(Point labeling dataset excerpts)
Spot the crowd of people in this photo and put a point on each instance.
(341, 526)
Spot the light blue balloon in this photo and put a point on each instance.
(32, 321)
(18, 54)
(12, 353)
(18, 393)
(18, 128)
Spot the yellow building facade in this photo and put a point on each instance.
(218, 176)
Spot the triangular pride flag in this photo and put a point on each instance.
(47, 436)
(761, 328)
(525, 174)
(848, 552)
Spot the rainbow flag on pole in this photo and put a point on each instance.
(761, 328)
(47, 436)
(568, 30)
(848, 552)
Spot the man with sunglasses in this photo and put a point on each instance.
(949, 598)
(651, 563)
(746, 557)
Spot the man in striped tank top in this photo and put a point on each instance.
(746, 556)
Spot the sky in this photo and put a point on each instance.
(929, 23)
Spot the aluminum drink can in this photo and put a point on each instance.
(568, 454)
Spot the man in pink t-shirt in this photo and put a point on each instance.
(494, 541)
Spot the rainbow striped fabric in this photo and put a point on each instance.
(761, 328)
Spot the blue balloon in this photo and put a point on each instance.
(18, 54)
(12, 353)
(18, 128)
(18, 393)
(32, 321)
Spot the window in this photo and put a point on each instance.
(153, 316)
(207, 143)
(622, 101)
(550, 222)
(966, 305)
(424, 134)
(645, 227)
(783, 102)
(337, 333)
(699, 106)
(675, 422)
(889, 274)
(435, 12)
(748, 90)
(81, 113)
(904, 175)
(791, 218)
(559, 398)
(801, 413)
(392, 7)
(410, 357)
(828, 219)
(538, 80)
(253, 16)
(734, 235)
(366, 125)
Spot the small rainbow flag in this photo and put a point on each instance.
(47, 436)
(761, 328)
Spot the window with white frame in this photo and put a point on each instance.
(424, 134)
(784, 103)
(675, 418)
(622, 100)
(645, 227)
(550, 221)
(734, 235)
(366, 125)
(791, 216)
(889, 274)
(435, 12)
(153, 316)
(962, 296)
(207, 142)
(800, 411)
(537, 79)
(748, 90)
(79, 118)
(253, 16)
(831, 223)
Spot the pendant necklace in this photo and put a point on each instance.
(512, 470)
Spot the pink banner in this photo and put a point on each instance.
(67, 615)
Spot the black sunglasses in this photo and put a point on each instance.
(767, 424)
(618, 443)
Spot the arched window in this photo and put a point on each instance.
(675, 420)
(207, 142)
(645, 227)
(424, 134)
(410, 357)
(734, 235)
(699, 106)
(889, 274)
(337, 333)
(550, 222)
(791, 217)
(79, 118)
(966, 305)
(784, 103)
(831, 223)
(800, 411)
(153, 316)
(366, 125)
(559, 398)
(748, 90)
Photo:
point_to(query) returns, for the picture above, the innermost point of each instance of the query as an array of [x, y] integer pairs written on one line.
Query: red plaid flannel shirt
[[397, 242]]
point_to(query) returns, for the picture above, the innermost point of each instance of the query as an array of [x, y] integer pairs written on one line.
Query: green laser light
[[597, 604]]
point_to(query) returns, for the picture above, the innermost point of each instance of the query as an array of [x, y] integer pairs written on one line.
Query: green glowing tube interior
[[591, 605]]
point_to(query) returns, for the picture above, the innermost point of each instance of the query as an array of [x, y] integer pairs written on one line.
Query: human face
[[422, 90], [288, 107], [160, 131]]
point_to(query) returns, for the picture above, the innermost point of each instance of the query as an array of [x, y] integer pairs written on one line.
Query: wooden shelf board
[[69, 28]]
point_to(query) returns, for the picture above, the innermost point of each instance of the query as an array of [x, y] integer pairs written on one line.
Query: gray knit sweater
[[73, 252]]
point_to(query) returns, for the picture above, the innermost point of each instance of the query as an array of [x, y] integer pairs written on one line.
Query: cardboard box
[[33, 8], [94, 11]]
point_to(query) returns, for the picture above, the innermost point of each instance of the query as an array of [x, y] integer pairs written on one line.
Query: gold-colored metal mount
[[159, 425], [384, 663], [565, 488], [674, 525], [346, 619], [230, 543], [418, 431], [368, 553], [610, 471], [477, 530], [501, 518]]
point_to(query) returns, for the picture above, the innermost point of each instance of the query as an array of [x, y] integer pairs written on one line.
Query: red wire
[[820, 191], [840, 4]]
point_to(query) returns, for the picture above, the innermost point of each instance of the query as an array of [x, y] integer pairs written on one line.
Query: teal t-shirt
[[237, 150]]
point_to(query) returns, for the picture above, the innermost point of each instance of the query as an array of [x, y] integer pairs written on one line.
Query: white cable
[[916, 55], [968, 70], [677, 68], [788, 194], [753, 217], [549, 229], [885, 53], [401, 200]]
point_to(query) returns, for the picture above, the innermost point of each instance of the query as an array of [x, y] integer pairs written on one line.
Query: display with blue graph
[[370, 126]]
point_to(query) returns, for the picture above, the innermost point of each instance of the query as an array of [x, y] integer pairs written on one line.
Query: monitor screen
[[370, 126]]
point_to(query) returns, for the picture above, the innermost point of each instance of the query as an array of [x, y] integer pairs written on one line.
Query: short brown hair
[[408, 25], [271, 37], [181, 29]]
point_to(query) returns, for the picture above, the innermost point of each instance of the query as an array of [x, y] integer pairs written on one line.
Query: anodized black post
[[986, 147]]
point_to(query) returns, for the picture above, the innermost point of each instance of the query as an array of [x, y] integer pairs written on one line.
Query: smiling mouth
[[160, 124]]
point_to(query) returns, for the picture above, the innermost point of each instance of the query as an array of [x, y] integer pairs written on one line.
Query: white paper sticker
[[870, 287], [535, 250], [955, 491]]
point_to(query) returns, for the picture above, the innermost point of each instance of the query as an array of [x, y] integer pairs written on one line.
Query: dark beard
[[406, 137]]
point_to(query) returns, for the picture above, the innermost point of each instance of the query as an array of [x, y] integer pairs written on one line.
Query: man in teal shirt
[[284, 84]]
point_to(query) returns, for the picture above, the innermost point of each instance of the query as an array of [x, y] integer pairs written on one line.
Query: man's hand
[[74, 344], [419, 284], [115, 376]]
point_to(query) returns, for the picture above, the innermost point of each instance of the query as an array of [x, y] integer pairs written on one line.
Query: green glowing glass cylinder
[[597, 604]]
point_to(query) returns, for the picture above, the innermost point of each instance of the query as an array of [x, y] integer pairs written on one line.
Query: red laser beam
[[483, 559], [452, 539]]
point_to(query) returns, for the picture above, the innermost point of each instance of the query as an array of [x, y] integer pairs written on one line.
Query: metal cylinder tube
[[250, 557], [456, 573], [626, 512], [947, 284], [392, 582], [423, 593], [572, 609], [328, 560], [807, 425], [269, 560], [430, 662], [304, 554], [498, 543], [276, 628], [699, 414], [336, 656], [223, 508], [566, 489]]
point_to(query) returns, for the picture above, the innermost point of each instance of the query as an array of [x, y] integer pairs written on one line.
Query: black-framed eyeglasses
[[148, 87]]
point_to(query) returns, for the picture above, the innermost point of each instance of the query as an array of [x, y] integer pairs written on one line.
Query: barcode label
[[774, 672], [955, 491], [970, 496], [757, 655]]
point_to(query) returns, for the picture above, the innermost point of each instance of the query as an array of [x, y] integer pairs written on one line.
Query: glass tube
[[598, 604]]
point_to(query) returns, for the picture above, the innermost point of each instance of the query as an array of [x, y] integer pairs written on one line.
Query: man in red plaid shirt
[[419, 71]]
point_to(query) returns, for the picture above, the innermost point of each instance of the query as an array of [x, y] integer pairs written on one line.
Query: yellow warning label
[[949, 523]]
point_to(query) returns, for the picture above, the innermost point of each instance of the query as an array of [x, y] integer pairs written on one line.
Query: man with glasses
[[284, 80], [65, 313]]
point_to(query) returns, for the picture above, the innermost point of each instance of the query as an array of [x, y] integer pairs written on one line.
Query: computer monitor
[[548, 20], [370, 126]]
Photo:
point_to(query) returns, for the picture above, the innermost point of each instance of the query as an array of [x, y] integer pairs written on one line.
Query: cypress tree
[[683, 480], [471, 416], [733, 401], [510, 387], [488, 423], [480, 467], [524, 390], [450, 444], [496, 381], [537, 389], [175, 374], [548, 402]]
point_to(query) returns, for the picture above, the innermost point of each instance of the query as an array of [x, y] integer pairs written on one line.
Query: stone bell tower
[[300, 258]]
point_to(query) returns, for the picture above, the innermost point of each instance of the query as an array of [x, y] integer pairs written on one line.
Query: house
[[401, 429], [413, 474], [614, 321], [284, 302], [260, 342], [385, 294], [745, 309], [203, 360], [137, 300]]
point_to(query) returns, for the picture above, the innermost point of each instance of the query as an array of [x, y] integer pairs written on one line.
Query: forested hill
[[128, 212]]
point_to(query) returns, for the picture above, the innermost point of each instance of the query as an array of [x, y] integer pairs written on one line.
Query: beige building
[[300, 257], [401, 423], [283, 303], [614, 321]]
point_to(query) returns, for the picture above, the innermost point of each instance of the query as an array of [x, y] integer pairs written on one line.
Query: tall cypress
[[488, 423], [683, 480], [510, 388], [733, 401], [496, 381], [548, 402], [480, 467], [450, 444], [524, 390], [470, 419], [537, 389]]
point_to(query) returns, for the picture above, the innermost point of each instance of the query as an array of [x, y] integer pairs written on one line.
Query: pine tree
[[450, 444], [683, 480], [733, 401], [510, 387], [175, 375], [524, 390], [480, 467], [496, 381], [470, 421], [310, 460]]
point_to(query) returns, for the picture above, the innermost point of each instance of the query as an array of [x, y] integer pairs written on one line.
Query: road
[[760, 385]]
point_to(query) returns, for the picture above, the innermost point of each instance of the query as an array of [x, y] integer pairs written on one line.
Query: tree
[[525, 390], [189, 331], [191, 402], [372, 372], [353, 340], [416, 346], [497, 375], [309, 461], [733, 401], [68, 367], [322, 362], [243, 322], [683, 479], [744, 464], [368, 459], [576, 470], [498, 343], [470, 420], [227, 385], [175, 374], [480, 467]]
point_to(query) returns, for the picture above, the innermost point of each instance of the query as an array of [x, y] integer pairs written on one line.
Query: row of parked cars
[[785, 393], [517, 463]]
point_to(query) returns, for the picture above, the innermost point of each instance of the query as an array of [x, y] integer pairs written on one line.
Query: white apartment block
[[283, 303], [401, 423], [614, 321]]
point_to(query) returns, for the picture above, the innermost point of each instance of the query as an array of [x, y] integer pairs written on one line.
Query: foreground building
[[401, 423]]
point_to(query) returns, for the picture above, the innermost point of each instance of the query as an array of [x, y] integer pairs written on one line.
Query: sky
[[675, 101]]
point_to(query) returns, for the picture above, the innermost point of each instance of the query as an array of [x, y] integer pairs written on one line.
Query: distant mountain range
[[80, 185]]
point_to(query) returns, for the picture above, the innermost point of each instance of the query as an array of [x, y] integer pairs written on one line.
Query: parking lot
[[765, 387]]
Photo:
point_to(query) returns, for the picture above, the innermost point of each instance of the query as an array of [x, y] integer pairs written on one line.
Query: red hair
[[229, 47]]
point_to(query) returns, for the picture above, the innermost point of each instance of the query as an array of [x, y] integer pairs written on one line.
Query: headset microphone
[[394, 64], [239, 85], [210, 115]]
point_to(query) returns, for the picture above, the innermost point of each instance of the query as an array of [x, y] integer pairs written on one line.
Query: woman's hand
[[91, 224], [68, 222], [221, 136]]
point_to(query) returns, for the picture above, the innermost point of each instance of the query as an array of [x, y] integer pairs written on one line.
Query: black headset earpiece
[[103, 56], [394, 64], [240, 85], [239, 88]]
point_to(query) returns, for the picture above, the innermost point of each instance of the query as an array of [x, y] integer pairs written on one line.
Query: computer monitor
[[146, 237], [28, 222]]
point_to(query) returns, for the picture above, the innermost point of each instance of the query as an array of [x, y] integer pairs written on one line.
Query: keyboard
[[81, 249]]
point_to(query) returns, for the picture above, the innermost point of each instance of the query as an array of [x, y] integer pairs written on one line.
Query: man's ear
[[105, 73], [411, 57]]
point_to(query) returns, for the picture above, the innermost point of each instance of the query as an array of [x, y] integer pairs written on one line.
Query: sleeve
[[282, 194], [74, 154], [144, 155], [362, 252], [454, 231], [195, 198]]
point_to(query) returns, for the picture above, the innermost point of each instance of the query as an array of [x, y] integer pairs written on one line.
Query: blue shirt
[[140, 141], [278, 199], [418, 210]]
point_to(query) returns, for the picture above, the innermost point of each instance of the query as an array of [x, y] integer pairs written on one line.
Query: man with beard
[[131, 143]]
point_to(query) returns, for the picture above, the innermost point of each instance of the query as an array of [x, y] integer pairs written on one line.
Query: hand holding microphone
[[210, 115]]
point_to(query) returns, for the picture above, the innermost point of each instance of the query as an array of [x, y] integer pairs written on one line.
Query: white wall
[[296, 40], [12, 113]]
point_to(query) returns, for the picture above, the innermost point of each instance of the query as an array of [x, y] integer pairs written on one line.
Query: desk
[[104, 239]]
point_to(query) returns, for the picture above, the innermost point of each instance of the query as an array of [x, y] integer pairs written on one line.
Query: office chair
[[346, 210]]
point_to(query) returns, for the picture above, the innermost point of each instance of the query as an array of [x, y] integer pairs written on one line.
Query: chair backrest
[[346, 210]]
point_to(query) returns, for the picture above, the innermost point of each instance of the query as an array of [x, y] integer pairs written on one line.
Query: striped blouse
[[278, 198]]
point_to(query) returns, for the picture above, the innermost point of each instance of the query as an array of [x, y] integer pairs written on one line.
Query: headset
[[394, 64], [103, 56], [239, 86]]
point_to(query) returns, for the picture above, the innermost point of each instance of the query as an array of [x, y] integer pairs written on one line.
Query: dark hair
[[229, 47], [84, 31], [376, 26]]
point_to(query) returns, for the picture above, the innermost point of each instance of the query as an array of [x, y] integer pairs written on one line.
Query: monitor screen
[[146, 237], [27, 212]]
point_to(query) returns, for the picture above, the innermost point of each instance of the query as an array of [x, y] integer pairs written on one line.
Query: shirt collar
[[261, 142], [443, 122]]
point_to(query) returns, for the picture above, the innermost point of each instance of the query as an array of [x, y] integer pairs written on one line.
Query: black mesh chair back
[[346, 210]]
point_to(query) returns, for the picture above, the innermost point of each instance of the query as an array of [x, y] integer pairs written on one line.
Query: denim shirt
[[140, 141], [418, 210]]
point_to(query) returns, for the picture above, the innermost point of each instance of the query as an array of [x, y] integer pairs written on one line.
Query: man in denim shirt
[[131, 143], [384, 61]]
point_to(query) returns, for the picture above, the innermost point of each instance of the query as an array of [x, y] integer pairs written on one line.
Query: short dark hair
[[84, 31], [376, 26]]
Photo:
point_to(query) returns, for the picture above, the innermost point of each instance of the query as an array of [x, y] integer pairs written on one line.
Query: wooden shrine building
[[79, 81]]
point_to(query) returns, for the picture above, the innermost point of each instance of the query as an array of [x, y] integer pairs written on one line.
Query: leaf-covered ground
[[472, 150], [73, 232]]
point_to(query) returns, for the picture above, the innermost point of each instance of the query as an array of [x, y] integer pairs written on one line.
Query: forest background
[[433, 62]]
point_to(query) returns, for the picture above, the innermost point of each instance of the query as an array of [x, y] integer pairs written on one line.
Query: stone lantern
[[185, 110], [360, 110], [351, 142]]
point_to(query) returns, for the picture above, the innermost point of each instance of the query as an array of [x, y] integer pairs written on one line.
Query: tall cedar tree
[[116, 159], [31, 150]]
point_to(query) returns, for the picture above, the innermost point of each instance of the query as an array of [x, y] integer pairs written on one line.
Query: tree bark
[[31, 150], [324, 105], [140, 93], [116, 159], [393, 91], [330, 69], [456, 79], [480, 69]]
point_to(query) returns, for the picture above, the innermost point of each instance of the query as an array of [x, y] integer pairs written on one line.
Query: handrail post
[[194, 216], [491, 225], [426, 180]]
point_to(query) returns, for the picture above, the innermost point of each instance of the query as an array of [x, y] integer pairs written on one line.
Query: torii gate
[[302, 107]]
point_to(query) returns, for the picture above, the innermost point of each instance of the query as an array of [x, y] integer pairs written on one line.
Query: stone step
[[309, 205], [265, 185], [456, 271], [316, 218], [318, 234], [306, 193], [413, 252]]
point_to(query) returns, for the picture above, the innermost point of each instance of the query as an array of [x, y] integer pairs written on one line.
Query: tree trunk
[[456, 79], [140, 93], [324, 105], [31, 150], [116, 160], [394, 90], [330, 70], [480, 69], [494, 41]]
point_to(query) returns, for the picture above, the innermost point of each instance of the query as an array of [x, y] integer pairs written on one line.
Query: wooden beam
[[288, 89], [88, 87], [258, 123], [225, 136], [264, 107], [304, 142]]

### TASK BRIEF
Can you rewrite the rows from the line holding "Spot the small" through the line holding "[[33, 8], [94, 11]]", inclusive, with "Spot" replaced by "Locate" and everything else left unchanged?

### EXPECTED OUTPUT
Locate the small rainbow flag in this photo and put a point on each instance.
(47, 436)
(761, 328)
Locate the window with white frame in this photo and put a point on each instance.
(424, 134)
(784, 103)
(675, 418)
(622, 100)
(645, 227)
(550, 221)
(734, 235)
(366, 125)
(791, 216)
(889, 274)
(435, 12)
(153, 316)
(962, 296)
(207, 142)
(800, 411)
(537, 79)
(748, 90)
(79, 118)
(253, 16)
(831, 223)
Locate the pendant necklace in this photo and put a point on each instance.
(512, 470)
Locate the pink banner in this photo and put a point on each instance.
(67, 615)
Locate the black sunglasses in this photo and put a point on each instance.
(767, 424)
(618, 443)
Locate the arched window in this photo and put a point on each instance.
(675, 420)
(207, 142)
(645, 227)
(424, 134)
(410, 357)
(734, 235)
(699, 106)
(889, 274)
(337, 333)
(550, 222)
(791, 217)
(79, 118)
(966, 305)
(784, 103)
(831, 223)
(800, 411)
(153, 316)
(366, 125)
(559, 398)
(748, 90)
Photo:
point_to(query) returns, for the picture above, the innermost point of each instance of the query as an array of [x, y] integer pairs written on one line.
Query: red plaid flannel shirt
[[397, 242]]
point_to(query) returns, for the picture above, the innermost point of each instance of the query as an array of [x, y] integer pairs written on one line.
Query: green laser light
[[597, 604]]
point_to(query) returns, for the picture above, the innermost point of each instance of the query as an array of [x, y] integer pairs written on one line.
Query: green glowing tube interior
[[591, 605]]
point_to(query) returns, for the picture above, the innermost point of each instance of the query as an array of [x, y] integer pairs written on one line.
Query: human face
[[422, 90], [288, 107], [160, 131]]
point_to(query) returns, for the picture above, the innermost point of each instance of the query as an array of [x, y] integer pairs written on one line.
Query: wooden shelf board
[[69, 28]]
point_to(query) returns, for the picture above, the innermost point of each instance of the query as an array of [x, y] integer pairs written on one line.
Query: gray knit sweater
[[73, 252]]
point_to(query) returns, for the picture above, the innermost point of each instance of the query as an array of [x, y] integer pairs written on one line.
Query: cardboard box
[[33, 8], [94, 11]]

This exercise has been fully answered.